## Zu lösende Aufgabe
Setze den Text über die Beitragsarten in Zeitungen nach seinem letzten Satz fort.

## Auszug zum Lesen

Das stand sogar in der Zeitung

 

Die Entwicklung der Zeitungsinhalte - persönliche Meinung

 

Über die Qualität der Qualitätsmedien kann man streiten. Neben Informationen und Berichterstattungen liefern die Zeitungen auch Nebenmaterial, welches nicht nur die Denkweisen der schreibenden Personen zeigt, sondern auch die Entwicklung der Berichterstattung. Da ich selbst nicht perfekt bin, was Rechtschreibung und Zeichensetzung betrifft erst recht nicht, wage ich es nicht, dies zu kritisieren, auch wenn ich bisher der Meinung war, dass dort Personen sitzen würden, die sich um Rechtschreibung etc. explizit kümmern würden. Oftmals scheint diese ehemalige Notwendigkeit aber den allgemeinen Sparmaßnahmen zum Opfer gefallen zu sein.

Das nur am Rande. In letzter Zeit fällt mir auf, dass das Argument „stand heute in der Zeitung“ als allumfassend benutzt wird, um die Dringlichkeit, die Durchschlagskraft oder sogar den vermeintlichen Wahrheitsgehalt der „Meldung“ zu unterstreichen. Dabei scheint es unerheblich zu sein, in welcher Zeitung der jeweilige Beitrag zu finden war und um was für eine Art des Beitrags es sich handelte. Da ein Leserbrief allerdings nicht mit einer Berichterstattung und ein Kommentar nicht mit einer Pressemitteilung verglichen werden kann, macht es Sinn, sich die Beitragsarten noch einmal zu Gemüte zu führen.

 

 

Von der Stellenanzeige bis hin zum Leserbrief

 

In einer Zeitung finden man Nachrichten, Berichte, Reportagen, Leserbriefe, Kommentare, Interviews, Pressemitteilungen, Anzeigen, Kolumnen.
Alles gehört zu den Beitragsarten einer Zeitung. Doch nicht alles lässt sich, hinsichtlich des Informations- und Wahrheitsgehalts vergleichen. Man kann auch nicht sagen, man wäre angezogen, wenn man ausschließlich Schuhe trägt, selbst wenn die Schuhe in die Rubrik „Kleidung“ gehören.

 

Textsorten

 

Grundsätzlich ist es wichtig zu erkennen, ob es sich um einen informierenden Beitrag (Nachricht, Bericht) handelt oder angeblich handeln soll, oder ob hier eine Meinung geäußert wird (Reportage, Leserbrief, Kommentar). Und auch, wie der Beitrag in die Zeitung kam, darf hinterfragt werden. Normalerweise wissen die Urheber, wenn die Zeitung sich ihrer Dinge bedient, aber auch das ist nicht immer so. Es kommt schon mal vor, dass die Zeitung dem Urheber nicht Bescheid gibt und einfach etwas veröffentlicht.

 

Nachrichten

 

. . . sind auch nicht mehr das, was sie mal waren. Nachrichten sollten in einer Zeitung eine Spalte umfassen und darüber berichten, was gerade in der Welt passiert. Hier hat die eigene Meinung der verfassenden Person nichts verloren. Nüchtern sollte sie sein, die Nachricht. Die W-Fragen sollten in einer Nachricht emotionslos beantwortet werden. Wer? Was? Wann? Wo? Wie?

## Daten zur Prüfung
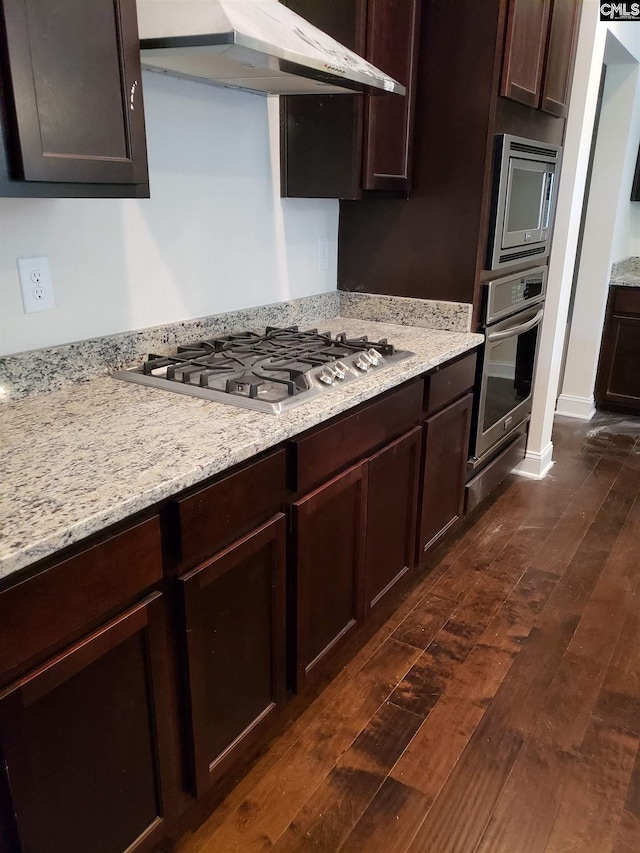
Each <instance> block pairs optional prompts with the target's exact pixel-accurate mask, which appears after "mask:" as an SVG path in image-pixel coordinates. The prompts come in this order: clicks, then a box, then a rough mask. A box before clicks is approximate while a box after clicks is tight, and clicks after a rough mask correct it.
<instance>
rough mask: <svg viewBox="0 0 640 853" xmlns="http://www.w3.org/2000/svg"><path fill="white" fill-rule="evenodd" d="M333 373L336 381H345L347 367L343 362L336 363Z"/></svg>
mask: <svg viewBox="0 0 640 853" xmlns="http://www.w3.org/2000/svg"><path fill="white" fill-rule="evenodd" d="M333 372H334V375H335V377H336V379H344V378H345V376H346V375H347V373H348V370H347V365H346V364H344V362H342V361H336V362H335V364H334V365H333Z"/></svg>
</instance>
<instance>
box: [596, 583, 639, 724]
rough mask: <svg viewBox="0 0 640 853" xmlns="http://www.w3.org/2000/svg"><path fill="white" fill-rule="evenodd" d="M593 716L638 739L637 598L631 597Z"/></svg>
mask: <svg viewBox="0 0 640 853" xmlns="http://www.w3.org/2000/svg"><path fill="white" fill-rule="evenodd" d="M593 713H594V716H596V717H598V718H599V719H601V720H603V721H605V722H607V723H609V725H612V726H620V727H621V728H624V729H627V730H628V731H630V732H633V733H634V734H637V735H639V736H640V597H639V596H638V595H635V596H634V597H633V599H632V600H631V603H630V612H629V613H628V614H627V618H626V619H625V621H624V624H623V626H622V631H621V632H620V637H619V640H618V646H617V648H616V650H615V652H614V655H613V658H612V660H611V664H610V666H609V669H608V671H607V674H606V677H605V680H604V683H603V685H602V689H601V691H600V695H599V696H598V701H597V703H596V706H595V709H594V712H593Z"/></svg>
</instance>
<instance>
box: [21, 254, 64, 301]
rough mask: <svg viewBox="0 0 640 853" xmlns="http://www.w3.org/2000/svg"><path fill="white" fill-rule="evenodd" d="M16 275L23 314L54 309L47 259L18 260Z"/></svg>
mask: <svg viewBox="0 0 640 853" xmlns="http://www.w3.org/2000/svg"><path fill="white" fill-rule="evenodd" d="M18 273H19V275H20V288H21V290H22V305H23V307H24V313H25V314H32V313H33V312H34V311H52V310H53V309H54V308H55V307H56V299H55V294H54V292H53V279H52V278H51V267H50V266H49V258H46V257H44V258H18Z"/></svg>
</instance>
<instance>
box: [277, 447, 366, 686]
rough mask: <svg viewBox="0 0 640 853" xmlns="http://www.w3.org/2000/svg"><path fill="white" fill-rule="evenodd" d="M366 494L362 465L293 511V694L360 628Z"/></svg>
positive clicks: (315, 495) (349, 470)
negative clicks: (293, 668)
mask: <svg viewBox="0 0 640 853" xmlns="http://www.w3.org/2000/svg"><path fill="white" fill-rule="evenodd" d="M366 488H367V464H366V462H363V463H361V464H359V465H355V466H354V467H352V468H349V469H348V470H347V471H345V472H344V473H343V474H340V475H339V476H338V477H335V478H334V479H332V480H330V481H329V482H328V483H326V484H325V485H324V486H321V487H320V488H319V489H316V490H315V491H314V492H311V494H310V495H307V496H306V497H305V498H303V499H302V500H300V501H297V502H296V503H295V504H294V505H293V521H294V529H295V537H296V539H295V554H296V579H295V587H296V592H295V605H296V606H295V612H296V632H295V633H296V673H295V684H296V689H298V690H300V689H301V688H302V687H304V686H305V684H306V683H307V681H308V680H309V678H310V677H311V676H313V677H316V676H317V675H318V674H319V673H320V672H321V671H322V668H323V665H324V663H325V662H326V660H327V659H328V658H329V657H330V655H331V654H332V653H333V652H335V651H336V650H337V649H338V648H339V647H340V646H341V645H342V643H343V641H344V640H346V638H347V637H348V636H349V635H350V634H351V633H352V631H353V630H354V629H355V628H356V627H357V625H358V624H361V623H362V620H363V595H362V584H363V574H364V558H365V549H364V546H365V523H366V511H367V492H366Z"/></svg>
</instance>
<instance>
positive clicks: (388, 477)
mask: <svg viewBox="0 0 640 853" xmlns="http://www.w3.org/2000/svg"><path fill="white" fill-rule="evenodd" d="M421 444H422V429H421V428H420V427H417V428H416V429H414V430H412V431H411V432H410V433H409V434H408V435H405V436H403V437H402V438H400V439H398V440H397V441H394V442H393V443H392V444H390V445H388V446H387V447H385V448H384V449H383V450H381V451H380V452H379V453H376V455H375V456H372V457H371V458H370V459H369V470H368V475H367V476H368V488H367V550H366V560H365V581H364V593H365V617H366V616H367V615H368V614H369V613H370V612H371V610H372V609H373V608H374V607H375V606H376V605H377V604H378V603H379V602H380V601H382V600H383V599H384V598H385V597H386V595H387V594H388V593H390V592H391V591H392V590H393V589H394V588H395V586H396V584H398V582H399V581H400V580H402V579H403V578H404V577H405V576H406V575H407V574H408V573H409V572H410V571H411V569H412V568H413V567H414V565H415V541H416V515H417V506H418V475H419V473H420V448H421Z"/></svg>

## Ergebnis der Aufgabe
Lesende Personen sollen durch eine Nachricht schnell die wichtigsten Informationen bekommen.

Wie langweilig. Da werden Zeilen in einer Zeitung gefüllt, ohne die Möglichkeit der Einflussnahme zu nutzen.

Dazu kommen noch die Erwartungen, die mit einer Nachricht verknüpft sind: Die Nachricht sollte wahr und sachlich sein, keine Meinung beinhalten, objektiv aufgebaut werden und Quellen beinhalten.

 

Gut. Ich halte also fest: Nachrichten sind in den heutigen Zeitungen nicht mehr von großer Wichtigkeit (persönliche Meinung!).

 

Der Bericht

 

Berichte sind Nachrichten in Langform. Eigentlich. Immer noch kein Platz für eigene Meinung.
Bei Berichten können aber Fotos platziert werden. Je nachdem, was für ein Foto gewählt wird, kann man auf die Emotionen der lesenden Personen Einfluss nehmen. Prima!

 

Ein Bericht sollte genau und ausführlich über das Ereignis informieren: Welches Hintergrundwissen ist unter Umständen wichtig? Welche Personen waren beteiligt? Welche Folgen hatte das Ereignis? Der Bericht wird in der Vergangenheitsform geschrieben.
Ein Bericht ist normalerweise wie folgt aufgebaut: Headline (Überschrift), erklärende zweite Überschrift (Unterzeile) und Teaser (erster Absatz – Vorspann). Der erste Absatz fasst normalerweise kurz zusammen, was im Bericht dargelegt werden soll.

 

Im Wissen, dass heute alles schnell gehen muss, sind die Headlines und der erste Absatz wichtige Bestandteile. Normalerweise sollten diese Fragen beantworten, nicht neue aufwerfen.

Je nachdem, wie die Schlagzeile und die Unterüberschrift gestaltet sind, kann man manipulativ steuern, was im nächsten Telegram-Chat als Screenshot geteilt wird.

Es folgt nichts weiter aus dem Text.